**TEXT SEGMENT:**
────────

Bernardo Sabatini obtained a PhD from the Department of Neurobiology and his MD degree from the Harvard/Massachusetts Institute of Technology Program in Health Sciences and Technology in 1999. Dr. Sabatini did a postdoctoral fellowship in the laboratory of Dr. Karel Svoboda at Cold Spring Harbor Laboratory in New York. After his postdoctoral research, Dr. Sabatini joined the faculty in the Department of Neurobiology at Harvard Medical School in 2001. In 2008 Dr. Sabatini was named an investigator of the Howard Hughes Medical Institute and in 2010 was named the Takeda Professor of Neurobiology at Harvard Medical School. 

His laboratory focuses on understanding the function and regulation of synapses in the mammalian brain with a particular interest in how the function of synapses is perturbed in human disease such as autism, Parkinson’s, and Alzheimer’s.

In order to conduct their studies, Dr. Sabatini’s laboratory creates new optical and chemical methods to be able to observe and manipulate the biochemical signaling associated with synapse function.

Ferruccio Pisanello

Ferruccio Pisanello received a PhD in Physics from the University Pierre et Marie Curie (Paris 6) in 2011 and his MD degree in Telecommunication Engineering from the University of Salento in 2008.
He joined the Center for Biomolecular Nanotechnologies of the Italian Institute of Technology (IIT) in 2012 where he now coordinates the activity on New Technologies for Neuroscience Research.

Ferruccio Pisanello's research group aims at exploiting advanced micro- and nano-fabrication techniques to develop new tools for optogenetics applications.

────────

[Region pointing data]
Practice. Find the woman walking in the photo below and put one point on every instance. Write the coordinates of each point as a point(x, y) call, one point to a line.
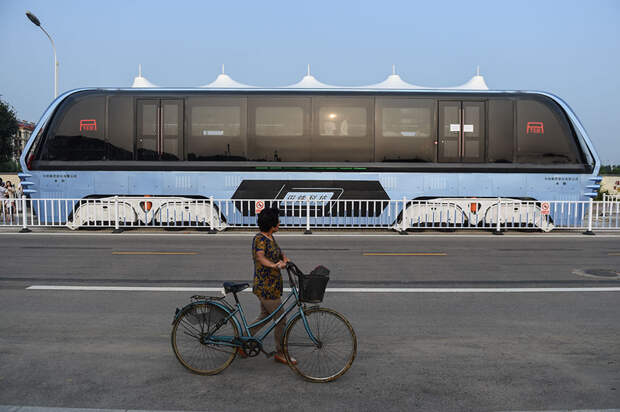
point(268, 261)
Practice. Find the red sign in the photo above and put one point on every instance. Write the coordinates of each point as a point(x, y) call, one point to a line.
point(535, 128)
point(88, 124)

────────

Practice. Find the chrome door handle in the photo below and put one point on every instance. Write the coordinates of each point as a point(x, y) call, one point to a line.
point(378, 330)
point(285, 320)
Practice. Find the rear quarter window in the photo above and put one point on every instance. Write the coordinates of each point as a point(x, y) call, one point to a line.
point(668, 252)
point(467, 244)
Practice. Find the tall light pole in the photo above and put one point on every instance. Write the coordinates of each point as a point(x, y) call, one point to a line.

────────

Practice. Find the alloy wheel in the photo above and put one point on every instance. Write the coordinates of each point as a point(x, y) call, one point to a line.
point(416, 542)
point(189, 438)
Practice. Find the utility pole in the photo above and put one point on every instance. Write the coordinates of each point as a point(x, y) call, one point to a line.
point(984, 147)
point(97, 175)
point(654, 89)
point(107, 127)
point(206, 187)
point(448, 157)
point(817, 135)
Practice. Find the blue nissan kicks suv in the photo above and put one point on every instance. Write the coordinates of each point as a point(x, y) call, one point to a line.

────────

**EXERCISE INSTRUCTIONS:** Reproduce the text about Bernardo Sabatini and Ferruccio Pisanello word for word, from beginning to end.

**EXPECTED OUTPUT:**
Bernardo Sabatini obtained a PhD from the Department of Neurobiology and his MD degree from the Harvard/Massachusetts Institute of Technology Program in Health Sciences and Technology in 1999. Dr. Sabatini did a postdoctoral fellowship in the laboratory of Dr. Karel Svoboda at Cold Spring Harbor Laboratory in New York. After his postdoctoral research, Dr. Sabatini joined the faculty in the Department of Neurobiology at Harvard Medical School in 2001. In 2008 Dr. Sabatini was named an investigator of the Howard Hughes Medical Institute and in 2010 was named the Takeda Professor of Neurobiology at Harvard Medical School. 

His laboratory focuses on understanding the function and regulation of synapses in the mammalian brain with a particular interest in how the function of synapses is perturbed in human disease such as autism, Parkinson’s, and Alzheimer’s.

In order to conduct their studies, Dr. Sabatini’s laboratory creates new optical and chemical methods to be able to observe and manipulate the biochemical signaling associated with synapse function.

Ferruccio Pisanello

Ferruccio Pisanello received a PhD in Physics from the University Pierre et Marie Curie (Paris 6) in 2011 and his MD degree in Telecommunication Engineering from the University of Salento in 2008.
He joined the Center for Biomolecular Nanotechnologies of the Italian Institute of Technology (IIT) in 2012 where he now coordinates the activity on New Technologies for Neuroscience Research.

Ferruccio Pisanello's research group aims at exploiting advanced micro- and nano-fabrication techniques to develop new tools for optogenetics applications.